• _Text_
####

Religious practices at the nearby Nineveh during Parthian times differed considerably from those at Assur. Whereas the deities worshipped at Assur were mostly old Mesopotamian ones (other than Heracles-Nergal), the deities worshipped at Nineveh were nearly all syncretistic or outright imported figures. These figures included the syncretistic Apollo-Nabu, Heracles-Gad, and Zeus-Bel, as well as the imported Greek god Hermes and the imported Egyptian deities Isis and Serapis.

####

• _Given records_
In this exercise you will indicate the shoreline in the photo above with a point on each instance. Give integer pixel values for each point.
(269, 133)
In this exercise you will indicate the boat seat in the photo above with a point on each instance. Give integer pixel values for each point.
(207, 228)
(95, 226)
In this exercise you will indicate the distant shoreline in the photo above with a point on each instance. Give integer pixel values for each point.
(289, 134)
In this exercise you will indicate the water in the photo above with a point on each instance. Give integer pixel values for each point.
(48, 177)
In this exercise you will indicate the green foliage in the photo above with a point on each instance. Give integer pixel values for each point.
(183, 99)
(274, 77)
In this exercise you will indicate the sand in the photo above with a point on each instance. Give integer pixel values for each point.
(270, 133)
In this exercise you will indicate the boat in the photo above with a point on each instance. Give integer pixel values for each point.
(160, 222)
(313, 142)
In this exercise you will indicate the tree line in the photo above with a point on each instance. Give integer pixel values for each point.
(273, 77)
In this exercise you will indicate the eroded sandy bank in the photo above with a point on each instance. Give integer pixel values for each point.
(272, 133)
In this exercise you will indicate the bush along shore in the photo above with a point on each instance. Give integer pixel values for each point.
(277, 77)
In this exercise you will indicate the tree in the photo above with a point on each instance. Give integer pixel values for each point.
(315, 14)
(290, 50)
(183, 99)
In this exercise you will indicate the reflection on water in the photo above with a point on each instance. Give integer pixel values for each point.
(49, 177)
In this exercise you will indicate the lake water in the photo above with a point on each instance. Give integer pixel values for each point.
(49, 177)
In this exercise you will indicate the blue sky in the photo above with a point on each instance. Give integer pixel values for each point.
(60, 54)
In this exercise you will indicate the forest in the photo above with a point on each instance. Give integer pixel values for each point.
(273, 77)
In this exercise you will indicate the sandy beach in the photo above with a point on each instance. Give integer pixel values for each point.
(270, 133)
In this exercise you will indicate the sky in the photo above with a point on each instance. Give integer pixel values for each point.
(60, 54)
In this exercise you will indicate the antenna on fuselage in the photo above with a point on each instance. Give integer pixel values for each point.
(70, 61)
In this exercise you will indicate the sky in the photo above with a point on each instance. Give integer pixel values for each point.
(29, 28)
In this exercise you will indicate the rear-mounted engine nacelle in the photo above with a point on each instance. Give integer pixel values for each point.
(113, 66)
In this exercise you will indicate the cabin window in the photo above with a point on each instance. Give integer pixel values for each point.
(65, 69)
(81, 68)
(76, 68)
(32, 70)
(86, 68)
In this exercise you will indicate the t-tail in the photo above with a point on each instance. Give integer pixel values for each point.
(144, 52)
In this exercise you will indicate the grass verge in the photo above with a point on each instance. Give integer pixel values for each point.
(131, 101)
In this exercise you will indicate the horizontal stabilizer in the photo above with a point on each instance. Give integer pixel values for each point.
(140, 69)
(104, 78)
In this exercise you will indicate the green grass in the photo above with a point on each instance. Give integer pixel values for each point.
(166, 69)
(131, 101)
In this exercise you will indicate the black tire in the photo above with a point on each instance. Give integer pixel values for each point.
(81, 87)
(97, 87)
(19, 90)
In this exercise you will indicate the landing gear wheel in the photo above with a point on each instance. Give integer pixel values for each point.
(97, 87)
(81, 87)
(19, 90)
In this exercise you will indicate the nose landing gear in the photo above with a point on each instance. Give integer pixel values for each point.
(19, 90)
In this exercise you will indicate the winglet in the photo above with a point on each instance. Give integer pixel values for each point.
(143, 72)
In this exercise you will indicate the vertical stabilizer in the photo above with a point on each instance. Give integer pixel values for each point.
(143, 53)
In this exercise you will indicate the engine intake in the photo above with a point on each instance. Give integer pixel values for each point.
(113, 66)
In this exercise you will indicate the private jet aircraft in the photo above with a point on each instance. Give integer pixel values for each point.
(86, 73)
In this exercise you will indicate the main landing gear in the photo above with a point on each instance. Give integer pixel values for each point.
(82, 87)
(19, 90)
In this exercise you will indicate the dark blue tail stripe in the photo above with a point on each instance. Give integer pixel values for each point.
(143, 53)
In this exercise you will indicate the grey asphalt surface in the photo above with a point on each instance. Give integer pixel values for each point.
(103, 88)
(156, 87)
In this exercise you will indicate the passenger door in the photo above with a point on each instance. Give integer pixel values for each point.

####

• _Brief A_
Duplicate the passage on religion at Parthian Nineveh, starting at "Religious practices at" and ending at "Isis and Serapis.".
• _Brief B_
Go on with the passage on religion at Parthian Nineveh from where it stops.
The listing plays no part in this work and can be set aside.

• _Output A_
Religious practices at the nearby Nineveh during Parthian times differed considerably from those at Assur. Whereas the deities worshipped at Assur were mostly old Mesopotamian ones (other than Heracles-Nergal), the deities worshipped at Nineveh were nearly all syncretistic or outright imported figures. These figures included the syncretistic Apollo-Nabu, Heracles-Gad, and Zeus-Bel, as well as the imported Greek god Hermes and the imported Egyptian deities Isis and Serapis.

• _Output B_
It is not clear when exactly the Assyrians were first Christianized, but Arbela was an important early Christian center. According to the later Chronicle of Arbela, Arbela became the seat of a bishop already in AD 100, but the reliability of this document is questioned among scholars. It is however known that both Arbela and Kirkuk later served as important Christian centers in the Sasanian and later Islamic periods. From the 3rd century onwards, it is clear that Christianity was becoming the major religion of the region, with the Christian god replacing the old Mesopotamian deities, including Ashur, who had just previously experienced a remarkable period of revival. The ancient Mesopotamian religion persisted in some places for much longer, such as at Harran until at least the 10th century (the "Sabians" of Harran) and at Mardin until as late as the 18th century (the Shamsīyah).